### ENTRIES ###

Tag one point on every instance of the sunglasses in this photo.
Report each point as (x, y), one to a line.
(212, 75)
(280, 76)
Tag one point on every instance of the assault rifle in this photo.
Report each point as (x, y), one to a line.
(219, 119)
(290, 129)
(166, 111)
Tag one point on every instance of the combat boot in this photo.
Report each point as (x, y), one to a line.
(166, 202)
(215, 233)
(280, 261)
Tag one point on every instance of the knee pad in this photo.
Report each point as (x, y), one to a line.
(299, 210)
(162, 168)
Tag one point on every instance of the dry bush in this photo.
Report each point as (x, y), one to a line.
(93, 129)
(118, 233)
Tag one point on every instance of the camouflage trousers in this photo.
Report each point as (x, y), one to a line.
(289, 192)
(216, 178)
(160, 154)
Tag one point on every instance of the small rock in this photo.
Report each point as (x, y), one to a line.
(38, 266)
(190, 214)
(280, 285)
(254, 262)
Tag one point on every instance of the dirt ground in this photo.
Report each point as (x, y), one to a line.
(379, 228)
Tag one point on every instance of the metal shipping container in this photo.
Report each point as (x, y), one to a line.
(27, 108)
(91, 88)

###

» REQUIREMENTS: Reproduce the stretch of rows from the line containing "Tag one point on every instance of the dirt" through the final row above, word for word, including both ends.

» SOLVED EXERCISE:
Tag one point on every instance of the dirt ground in this photo.
Report each point as (x, y), one to a line.
(379, 228)
Tag one point on every instance of the metal shipping container in this photo.
Report each point as (x, y), one to a line.
(27, 108)
(91, 88)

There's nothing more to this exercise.